- WORK ITEM
Reproduce, exactly as they appear, the line containing "Tag every instance of the child" and every line after it, ending with the last line of the records.

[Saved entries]
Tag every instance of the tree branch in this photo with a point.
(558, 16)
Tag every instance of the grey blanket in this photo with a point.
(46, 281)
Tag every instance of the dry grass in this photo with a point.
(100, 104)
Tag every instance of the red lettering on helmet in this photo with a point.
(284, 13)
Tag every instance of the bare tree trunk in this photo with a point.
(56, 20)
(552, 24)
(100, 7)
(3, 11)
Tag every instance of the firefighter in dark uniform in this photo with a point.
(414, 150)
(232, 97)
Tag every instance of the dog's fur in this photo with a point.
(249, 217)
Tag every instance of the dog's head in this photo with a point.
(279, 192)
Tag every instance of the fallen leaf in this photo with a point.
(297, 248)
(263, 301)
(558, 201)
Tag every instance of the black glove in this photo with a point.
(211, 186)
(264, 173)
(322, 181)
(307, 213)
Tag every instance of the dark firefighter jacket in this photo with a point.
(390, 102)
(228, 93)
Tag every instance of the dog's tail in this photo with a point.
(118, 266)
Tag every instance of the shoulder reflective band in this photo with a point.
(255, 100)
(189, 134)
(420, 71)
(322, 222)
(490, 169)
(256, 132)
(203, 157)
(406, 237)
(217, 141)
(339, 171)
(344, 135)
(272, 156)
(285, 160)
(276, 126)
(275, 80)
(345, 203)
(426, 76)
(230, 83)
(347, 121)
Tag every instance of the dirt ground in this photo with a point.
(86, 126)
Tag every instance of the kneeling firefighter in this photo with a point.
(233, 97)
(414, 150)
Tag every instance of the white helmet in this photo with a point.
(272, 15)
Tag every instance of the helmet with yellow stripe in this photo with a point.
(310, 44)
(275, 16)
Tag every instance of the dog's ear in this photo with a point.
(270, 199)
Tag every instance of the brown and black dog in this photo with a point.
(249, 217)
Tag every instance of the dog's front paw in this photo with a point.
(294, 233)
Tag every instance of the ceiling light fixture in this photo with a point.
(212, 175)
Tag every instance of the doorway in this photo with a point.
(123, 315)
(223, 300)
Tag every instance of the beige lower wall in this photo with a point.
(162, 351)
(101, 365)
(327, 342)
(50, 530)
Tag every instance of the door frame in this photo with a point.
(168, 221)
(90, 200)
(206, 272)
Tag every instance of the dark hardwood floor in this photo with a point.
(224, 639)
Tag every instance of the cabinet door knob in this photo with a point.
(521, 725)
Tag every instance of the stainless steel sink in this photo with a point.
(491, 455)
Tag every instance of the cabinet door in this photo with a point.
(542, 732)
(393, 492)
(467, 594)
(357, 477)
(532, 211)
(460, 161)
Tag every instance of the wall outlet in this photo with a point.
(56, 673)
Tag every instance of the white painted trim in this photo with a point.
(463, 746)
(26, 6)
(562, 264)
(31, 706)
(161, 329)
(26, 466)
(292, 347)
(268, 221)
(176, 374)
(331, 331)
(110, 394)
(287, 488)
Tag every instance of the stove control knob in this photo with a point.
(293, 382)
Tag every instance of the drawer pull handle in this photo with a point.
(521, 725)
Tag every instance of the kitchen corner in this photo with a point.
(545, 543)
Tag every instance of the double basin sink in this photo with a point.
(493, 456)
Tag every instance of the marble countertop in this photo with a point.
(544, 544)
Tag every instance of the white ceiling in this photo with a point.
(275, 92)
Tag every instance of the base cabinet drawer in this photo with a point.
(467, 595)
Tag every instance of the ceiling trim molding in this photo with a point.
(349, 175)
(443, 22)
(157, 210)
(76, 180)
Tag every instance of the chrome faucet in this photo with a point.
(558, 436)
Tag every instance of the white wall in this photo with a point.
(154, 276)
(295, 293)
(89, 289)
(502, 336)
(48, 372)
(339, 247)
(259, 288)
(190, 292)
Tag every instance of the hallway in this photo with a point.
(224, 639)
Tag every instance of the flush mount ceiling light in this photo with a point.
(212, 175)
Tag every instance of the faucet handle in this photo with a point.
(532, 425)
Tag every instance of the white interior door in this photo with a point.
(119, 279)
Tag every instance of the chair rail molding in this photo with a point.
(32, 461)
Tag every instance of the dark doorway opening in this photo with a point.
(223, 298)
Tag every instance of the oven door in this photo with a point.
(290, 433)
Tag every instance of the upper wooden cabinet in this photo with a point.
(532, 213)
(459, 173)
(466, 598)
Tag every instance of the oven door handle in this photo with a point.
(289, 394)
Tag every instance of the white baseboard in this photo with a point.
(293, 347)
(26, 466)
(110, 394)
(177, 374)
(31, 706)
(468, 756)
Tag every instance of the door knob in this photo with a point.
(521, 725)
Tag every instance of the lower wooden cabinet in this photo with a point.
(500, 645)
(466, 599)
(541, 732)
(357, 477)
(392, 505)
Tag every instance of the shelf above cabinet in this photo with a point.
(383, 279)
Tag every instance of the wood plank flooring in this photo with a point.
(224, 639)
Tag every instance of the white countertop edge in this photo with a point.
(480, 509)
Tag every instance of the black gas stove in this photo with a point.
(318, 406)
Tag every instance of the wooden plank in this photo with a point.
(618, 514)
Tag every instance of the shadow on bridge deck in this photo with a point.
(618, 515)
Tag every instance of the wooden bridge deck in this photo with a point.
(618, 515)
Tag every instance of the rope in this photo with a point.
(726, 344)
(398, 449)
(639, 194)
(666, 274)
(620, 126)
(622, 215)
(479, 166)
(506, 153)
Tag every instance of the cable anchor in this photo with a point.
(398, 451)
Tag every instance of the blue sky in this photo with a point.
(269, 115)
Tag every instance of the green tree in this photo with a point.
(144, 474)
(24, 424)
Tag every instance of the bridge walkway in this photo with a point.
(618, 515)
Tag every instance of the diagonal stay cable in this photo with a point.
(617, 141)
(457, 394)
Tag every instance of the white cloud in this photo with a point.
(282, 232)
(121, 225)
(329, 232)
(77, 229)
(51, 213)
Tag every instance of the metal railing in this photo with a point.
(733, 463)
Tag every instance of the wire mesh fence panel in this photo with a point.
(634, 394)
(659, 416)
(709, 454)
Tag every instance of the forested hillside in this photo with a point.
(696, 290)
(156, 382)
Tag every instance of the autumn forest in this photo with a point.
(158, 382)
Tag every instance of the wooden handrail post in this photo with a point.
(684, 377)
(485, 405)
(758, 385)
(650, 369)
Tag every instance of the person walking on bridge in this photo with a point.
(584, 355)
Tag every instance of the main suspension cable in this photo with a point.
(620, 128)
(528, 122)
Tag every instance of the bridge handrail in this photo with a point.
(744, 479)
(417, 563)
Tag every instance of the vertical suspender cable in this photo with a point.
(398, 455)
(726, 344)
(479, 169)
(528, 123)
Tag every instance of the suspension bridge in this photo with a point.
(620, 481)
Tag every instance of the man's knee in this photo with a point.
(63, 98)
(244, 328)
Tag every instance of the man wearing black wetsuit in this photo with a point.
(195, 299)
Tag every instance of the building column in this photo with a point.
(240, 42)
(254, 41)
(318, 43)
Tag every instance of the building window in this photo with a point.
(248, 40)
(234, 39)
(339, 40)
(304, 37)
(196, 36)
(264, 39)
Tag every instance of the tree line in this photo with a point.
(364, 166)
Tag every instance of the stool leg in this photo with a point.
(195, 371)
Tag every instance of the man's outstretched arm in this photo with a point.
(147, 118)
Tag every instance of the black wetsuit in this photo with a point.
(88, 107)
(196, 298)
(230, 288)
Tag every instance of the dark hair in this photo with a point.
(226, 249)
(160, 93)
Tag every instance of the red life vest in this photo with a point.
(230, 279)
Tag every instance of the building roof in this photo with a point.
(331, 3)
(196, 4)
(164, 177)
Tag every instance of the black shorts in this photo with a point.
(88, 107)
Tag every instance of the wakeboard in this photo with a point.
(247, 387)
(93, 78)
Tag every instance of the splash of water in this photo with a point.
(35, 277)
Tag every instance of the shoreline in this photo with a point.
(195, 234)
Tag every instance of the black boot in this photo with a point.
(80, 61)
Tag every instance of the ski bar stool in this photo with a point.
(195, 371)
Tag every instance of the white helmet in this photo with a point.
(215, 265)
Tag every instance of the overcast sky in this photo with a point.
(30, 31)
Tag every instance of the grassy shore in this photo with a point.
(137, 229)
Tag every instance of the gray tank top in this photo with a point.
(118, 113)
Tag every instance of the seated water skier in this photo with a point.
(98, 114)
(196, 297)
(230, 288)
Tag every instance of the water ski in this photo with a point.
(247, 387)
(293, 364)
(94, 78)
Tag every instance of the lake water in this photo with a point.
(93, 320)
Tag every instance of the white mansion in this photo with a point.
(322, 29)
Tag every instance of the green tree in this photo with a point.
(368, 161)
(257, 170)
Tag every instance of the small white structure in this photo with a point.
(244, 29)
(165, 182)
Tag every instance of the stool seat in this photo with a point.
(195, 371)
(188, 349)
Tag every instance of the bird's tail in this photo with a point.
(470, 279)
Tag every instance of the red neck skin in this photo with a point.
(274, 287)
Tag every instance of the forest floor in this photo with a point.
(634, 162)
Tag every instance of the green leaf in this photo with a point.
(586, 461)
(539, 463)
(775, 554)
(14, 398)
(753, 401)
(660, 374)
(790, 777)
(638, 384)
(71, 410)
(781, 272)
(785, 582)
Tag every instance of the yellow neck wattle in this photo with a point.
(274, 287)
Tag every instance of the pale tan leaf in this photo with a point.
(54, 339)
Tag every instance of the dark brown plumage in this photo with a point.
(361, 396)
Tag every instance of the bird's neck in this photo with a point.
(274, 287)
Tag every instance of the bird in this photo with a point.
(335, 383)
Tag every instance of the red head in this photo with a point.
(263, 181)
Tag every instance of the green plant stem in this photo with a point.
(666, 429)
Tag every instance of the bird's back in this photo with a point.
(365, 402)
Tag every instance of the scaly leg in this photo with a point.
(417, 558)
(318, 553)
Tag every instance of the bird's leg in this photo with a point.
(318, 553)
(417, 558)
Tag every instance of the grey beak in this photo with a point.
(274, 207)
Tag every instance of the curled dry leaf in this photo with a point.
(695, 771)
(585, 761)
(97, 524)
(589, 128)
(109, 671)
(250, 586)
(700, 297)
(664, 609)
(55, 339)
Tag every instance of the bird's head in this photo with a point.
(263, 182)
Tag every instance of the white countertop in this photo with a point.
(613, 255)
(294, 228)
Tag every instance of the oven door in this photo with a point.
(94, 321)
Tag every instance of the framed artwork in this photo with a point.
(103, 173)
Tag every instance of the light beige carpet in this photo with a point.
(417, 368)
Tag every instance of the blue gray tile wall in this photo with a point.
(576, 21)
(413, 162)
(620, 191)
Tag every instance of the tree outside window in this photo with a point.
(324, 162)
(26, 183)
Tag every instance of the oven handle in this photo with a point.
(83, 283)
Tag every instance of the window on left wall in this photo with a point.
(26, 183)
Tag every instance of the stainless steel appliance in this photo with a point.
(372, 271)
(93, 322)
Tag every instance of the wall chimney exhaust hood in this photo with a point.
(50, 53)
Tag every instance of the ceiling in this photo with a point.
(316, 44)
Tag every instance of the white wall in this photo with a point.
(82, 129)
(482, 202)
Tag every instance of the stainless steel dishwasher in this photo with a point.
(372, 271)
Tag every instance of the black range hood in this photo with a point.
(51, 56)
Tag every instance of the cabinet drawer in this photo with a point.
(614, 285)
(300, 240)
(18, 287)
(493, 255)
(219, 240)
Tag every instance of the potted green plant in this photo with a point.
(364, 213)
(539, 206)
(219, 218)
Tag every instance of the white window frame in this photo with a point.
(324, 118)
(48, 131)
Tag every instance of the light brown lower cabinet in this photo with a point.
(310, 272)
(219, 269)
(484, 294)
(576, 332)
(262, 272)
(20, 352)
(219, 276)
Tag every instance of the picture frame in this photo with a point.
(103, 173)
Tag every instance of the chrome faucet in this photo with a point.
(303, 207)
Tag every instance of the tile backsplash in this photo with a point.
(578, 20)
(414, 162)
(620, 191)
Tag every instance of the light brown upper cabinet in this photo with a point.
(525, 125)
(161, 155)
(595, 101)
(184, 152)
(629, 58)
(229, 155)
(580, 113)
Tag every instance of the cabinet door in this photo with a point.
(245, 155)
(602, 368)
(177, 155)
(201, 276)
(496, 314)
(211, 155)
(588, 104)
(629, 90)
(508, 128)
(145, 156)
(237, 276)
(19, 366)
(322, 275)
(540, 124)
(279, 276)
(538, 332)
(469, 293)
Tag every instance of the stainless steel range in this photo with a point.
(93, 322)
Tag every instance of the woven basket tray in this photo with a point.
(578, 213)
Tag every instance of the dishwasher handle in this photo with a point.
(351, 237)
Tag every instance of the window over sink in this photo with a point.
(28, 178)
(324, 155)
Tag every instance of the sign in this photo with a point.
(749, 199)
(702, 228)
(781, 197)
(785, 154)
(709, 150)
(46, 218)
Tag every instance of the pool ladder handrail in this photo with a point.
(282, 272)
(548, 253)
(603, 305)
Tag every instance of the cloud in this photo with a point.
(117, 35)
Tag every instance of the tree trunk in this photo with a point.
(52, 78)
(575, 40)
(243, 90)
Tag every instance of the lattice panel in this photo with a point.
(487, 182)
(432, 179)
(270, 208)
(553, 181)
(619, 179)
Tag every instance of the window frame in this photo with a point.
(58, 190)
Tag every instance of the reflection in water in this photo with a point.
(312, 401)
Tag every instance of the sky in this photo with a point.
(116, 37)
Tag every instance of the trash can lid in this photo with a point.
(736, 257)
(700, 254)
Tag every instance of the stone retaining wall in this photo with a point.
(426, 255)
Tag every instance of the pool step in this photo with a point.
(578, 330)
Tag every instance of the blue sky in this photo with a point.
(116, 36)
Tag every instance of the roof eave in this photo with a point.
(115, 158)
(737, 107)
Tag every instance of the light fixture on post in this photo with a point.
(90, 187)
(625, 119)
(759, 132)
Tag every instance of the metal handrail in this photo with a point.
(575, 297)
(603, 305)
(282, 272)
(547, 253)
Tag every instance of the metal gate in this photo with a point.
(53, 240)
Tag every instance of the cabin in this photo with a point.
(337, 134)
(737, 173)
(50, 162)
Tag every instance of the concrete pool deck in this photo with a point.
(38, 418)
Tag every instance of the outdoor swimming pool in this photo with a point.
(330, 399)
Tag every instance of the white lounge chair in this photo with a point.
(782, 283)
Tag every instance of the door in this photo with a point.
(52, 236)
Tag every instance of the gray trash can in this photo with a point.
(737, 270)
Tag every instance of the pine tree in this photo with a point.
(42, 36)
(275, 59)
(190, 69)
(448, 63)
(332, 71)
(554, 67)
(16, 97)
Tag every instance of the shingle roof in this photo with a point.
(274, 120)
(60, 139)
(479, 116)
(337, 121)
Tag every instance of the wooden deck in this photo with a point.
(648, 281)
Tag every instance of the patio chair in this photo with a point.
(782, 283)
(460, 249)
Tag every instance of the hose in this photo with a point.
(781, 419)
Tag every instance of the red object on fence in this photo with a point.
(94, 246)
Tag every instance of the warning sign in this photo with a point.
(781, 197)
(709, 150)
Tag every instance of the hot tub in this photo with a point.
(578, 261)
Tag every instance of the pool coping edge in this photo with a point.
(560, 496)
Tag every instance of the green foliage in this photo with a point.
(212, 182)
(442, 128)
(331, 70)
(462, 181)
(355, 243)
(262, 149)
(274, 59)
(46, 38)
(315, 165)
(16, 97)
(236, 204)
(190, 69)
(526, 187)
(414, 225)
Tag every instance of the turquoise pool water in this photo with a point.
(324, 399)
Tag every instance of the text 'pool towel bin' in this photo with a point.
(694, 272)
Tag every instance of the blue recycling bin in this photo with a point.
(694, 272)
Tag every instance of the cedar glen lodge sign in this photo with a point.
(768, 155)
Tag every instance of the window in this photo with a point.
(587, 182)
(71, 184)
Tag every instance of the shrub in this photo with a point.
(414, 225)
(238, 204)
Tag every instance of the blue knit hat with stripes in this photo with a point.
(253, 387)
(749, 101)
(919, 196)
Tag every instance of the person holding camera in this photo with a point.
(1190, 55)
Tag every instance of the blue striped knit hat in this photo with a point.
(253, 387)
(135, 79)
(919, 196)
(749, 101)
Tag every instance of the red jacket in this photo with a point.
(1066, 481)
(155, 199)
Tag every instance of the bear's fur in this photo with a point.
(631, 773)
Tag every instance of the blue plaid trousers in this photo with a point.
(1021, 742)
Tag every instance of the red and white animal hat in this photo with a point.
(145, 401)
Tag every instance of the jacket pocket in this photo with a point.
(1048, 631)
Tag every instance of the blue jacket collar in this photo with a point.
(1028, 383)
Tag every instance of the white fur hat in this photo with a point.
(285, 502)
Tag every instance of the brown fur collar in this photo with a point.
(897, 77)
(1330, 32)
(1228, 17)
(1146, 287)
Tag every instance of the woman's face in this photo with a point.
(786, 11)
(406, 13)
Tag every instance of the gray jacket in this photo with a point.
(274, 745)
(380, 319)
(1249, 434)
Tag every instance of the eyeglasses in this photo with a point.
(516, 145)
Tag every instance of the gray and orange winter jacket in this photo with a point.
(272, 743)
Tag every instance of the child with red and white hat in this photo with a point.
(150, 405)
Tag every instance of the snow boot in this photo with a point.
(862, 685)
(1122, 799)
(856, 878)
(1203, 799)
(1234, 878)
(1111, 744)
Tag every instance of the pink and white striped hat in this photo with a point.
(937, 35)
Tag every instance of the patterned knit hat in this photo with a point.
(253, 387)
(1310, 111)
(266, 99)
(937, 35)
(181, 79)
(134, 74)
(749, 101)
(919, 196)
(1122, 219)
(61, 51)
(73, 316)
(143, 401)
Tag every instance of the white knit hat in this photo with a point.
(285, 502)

- EXERCISE RESPONSE
Tag every instance of the child with red and white hat in this photo with a point.
(150, 405)
Tag every instance of the snow boot in this photo with a point.
(862, 685)
(1122, 799)
(856, 878)
(1203, 799)
(1234, 878)
(1111, 744)
Tag every instance of the pink and white striped hat in this photo with a point.
(937, 35)
Tag every instance of the patterned knit hat in this photo with a point.
(253, 387)
(1310, 111)
(266, 99)
(937, 35)
(181, 79)
(134, 74)
(749, 101)
(919, 196)
(1122, 219)
(61, 51)
(73, 316)
(143, 401)
Tag every instance of the white knit hat in this photo with a point.
(285, 502)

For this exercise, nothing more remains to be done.